数据集中所含的记录:
┄┄┄┄┄┄

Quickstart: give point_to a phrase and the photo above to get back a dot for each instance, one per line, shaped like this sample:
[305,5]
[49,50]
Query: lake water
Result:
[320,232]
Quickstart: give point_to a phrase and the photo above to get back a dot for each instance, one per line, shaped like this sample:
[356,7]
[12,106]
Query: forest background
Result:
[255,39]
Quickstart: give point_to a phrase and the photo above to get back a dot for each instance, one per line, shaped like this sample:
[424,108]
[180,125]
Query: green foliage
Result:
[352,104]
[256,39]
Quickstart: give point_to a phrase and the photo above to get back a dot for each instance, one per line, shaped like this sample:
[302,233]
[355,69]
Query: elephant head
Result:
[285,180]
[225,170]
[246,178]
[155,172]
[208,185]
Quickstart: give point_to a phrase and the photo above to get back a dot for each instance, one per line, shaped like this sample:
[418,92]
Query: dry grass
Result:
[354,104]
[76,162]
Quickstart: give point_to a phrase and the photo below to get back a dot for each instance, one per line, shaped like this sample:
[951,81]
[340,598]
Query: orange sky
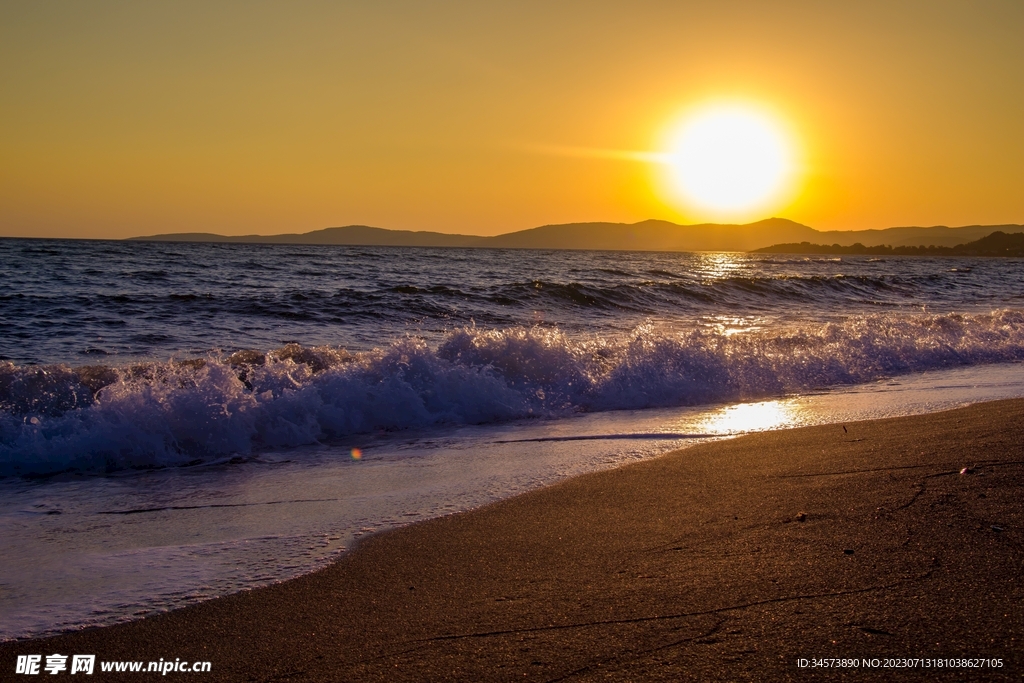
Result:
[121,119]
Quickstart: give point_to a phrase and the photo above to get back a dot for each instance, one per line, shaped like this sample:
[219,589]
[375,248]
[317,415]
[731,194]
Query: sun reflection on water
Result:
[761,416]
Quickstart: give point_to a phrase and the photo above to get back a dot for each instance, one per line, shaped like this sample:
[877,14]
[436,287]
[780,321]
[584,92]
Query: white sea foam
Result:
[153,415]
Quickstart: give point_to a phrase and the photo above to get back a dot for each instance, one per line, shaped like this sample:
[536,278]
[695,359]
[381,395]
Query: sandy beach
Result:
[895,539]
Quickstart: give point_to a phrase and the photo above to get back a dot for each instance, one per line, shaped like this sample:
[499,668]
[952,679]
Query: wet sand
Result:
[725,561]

┄┄┄┄┄┄

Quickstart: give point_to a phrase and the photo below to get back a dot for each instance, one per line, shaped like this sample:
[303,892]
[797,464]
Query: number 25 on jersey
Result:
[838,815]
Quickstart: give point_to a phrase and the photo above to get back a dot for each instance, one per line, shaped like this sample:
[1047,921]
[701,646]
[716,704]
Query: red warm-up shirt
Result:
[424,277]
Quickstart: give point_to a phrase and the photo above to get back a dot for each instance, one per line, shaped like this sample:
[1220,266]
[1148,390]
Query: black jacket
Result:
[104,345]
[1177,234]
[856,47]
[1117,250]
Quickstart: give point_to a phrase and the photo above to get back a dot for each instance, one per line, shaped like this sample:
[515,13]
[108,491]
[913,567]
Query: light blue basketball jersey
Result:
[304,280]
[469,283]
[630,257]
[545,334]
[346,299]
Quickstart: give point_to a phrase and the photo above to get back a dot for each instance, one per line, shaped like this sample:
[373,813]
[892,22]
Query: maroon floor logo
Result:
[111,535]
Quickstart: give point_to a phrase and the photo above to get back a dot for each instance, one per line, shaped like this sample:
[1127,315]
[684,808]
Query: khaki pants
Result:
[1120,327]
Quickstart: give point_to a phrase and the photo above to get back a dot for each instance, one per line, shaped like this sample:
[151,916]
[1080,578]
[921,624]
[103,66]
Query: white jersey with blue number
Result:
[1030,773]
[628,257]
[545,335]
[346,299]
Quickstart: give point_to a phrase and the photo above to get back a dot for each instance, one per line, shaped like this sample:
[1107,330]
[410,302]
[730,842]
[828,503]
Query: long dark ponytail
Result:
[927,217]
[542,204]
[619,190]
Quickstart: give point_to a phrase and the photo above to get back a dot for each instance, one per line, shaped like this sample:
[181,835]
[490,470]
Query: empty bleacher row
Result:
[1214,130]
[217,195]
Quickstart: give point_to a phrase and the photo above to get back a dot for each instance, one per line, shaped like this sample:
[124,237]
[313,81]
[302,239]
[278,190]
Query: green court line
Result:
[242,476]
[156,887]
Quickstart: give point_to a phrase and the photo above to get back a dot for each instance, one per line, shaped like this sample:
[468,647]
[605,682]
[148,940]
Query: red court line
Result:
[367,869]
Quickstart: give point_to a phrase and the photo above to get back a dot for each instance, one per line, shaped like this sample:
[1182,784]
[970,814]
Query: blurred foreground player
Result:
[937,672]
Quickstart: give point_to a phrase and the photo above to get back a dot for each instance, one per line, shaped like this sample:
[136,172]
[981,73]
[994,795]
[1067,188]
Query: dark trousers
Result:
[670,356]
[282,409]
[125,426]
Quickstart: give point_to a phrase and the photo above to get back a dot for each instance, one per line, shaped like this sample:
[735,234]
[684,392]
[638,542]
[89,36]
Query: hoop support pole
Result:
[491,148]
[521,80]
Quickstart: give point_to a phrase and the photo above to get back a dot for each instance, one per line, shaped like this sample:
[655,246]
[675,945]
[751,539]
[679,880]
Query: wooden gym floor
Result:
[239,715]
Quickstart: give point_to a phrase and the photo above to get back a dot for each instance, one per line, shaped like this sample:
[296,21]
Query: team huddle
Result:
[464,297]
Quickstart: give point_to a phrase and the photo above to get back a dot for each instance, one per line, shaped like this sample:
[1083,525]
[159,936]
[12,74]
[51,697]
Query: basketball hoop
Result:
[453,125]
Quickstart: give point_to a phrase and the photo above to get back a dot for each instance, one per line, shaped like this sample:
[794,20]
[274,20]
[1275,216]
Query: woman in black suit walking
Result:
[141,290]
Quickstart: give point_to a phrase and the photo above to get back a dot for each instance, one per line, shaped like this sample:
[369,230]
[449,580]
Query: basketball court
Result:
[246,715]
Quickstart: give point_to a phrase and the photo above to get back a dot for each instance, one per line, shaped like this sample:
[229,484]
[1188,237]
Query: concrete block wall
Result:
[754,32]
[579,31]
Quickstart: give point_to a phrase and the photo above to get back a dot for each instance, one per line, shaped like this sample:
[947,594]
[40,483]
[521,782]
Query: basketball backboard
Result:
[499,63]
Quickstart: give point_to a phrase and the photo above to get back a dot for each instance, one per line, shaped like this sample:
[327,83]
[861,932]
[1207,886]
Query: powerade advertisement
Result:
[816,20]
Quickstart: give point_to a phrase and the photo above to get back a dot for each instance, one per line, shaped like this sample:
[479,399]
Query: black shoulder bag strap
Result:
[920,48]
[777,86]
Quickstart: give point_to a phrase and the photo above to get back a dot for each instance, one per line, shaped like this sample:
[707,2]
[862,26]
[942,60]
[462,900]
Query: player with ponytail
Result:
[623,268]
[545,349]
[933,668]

┄┄┄┄┄┄

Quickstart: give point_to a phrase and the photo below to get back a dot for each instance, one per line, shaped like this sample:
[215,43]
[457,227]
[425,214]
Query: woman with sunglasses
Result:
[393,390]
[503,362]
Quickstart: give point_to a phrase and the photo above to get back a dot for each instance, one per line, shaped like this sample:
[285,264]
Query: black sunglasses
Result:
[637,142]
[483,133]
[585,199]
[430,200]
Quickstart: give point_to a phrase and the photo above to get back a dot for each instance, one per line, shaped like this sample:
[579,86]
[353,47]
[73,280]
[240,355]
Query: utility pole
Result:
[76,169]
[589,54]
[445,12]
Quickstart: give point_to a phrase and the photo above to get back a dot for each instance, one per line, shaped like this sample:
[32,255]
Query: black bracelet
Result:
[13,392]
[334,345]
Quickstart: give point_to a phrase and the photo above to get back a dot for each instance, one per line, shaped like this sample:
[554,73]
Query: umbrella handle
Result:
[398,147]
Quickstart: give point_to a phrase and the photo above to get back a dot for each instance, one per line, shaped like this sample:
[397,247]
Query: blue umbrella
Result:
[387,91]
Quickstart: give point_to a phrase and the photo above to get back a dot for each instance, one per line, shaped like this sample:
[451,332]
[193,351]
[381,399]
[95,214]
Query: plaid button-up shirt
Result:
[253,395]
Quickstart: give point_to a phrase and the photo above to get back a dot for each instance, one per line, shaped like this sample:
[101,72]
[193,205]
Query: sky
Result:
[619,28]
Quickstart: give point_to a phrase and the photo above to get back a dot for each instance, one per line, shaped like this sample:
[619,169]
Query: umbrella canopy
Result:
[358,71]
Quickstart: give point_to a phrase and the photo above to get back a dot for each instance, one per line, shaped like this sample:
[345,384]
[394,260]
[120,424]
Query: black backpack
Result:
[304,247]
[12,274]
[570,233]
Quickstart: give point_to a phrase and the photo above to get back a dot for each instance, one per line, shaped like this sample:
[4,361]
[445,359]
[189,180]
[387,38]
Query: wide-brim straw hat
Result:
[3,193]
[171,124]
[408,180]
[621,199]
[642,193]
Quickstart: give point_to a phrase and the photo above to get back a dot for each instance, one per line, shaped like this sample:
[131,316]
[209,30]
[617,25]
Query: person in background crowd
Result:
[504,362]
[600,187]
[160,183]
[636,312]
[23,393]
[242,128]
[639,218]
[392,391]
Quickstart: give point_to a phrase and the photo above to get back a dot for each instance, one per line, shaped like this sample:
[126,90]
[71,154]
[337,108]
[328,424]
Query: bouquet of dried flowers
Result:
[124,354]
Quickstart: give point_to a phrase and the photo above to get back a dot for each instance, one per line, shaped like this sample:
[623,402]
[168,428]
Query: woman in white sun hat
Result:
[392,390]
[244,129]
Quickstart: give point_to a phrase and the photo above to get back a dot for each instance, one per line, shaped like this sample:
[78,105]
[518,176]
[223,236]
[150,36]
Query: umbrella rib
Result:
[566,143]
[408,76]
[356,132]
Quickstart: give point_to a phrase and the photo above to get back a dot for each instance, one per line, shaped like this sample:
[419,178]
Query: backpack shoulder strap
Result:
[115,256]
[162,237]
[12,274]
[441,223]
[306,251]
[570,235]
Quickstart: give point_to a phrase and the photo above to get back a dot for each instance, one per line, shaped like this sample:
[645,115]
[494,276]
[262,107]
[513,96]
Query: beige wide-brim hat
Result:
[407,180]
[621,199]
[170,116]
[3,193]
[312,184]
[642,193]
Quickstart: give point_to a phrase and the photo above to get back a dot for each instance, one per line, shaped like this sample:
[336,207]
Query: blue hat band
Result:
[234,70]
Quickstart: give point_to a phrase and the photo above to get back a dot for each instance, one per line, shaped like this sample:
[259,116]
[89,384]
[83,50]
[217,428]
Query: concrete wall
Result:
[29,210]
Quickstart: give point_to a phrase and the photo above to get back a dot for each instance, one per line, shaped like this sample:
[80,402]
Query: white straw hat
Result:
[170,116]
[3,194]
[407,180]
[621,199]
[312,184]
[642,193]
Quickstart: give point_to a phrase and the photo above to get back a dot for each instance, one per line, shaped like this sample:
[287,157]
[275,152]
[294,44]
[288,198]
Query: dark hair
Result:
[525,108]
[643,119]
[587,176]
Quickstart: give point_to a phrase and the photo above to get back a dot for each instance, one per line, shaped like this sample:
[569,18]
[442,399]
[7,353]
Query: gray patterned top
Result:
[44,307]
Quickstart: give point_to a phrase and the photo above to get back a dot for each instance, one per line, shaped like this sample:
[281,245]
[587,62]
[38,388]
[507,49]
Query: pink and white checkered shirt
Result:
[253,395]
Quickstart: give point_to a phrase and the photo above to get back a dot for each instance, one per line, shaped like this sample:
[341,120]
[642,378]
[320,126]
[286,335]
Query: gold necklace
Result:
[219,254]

┄┄┄┄┄┄

■ 问题描述
筛选上方列表，找出所有含有字符串“straw”的行，并将这些行逐一完整抄录。

■ 任务解答
Query: wide-brim straw hat
Query: white straw hat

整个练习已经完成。